------ EXTRAIT CHOISI ------

Prajñâ : Vue juste et Intention juste
Sîla : Parole juste, Action juste, Moyens d'existence justes
Samâdhi : Effort juste, Attention vigilante juste, Concentration-composition-synthèse juste.
Un professeur du bouddhisme à l'Inalco dira récemment que, selon lui, les « varna », les castes, étaient le meilleur système social qu'il connaissait, et qu'il n'y en avait pas de meilleurs ! Cette affirmation bien réductrice révèle une confusion par ignorance de l'Intuition métaphysique, la Connaissance métaphysique ou transcendante qui est au-delà de l'intellect limité.
Le Chapitre XXVI du Dhammapada : Versets sur le Brâhmane, donne une Vue claire métaphysique, subtile, du véritable statut de Brâhmane « hors caste ».
L'Eveil, par la BODHI, étant supra-mondain, dépasse la notion des quatre castes qui sont uniquement mondaines dans le bourbier du kâma-loka, le monde des désirs jamais satisfaits.

------

* [CONSIGNE A] Renommez « Sîla » en « Éthique », puis recopiez l'extrait choisi depuis « Prajñâ : Vue » jusqu'à « de l'intellect limité. » inclus.

------ DONNÉES DE L'EXERCICE ------

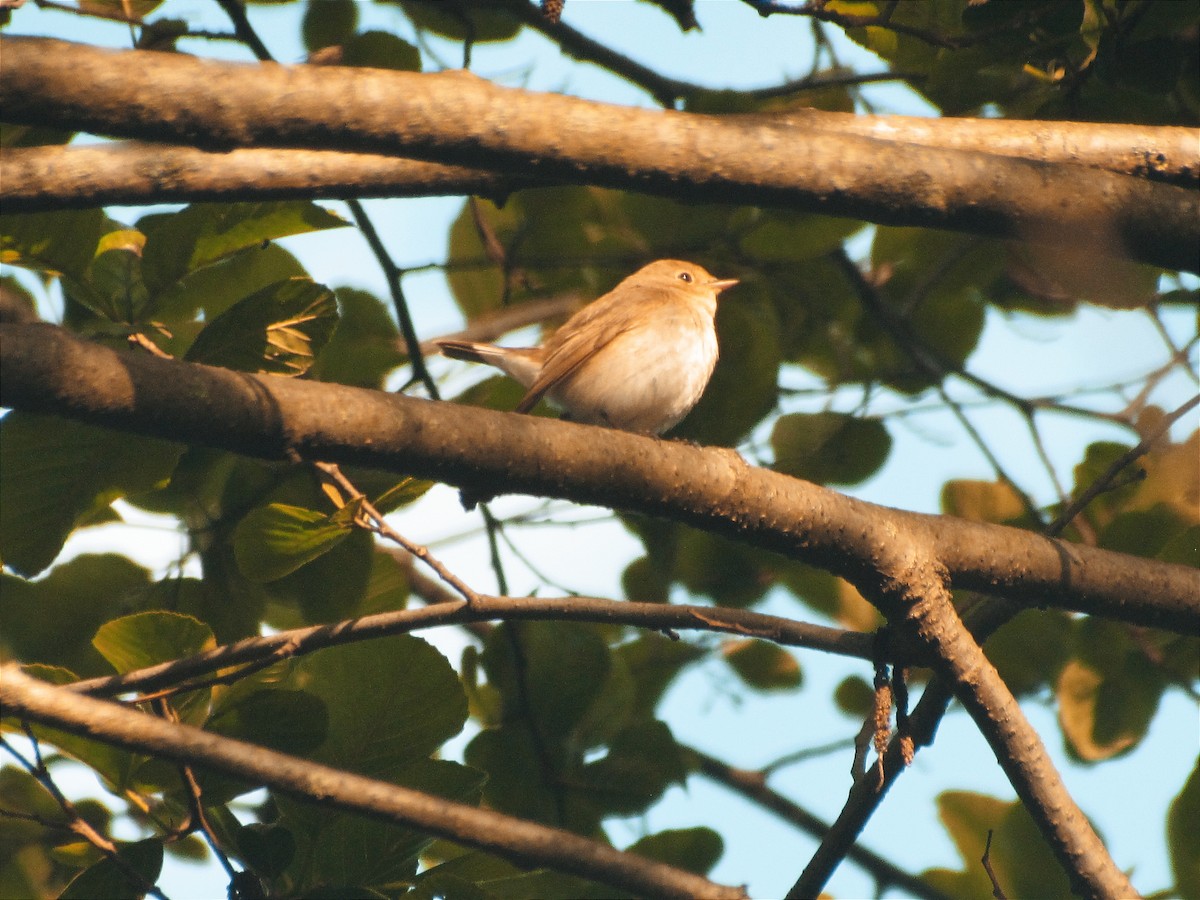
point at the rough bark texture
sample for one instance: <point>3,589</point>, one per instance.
<point>513,838</point>
<point>42,369</point>
<point>459,119</point>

------

* [CONSIGNE B] Reproduisez à l'identique toutes les lignes des enregistrements ci-dessus, en omettant les images.

* [SOLUTION PROPOSÉE A]
Prajñâ : Vue juste et Intention juste
Éthique : Parole juste, Action juste, Moyens d'existence justes
Samâdhi : Effort juste, Attention vigilante juste, Concentration-composition-synthèse juste.
Un professeur du bouddhisme à l'Inalco dira récemment que, selon lui, les « varna », les castes, étaient le meilleur système social qu'il connaissait, et qu'il n'y en avait pas de meilleurs ! Cette affirmation bien réductrice révèle une confusion par ignorance de l'Intuition métaphysique, la Connaissance métaphysique ou transcendante qui est au-delà de l'intellect limité.

* [SOLUTION PROPOSÉE B]
point at the rough bark texture
sample for one instance: <point>3,589</point>, one per instance.
<point>513,838</point>
<point>42,369</point>
<point>459,119</point>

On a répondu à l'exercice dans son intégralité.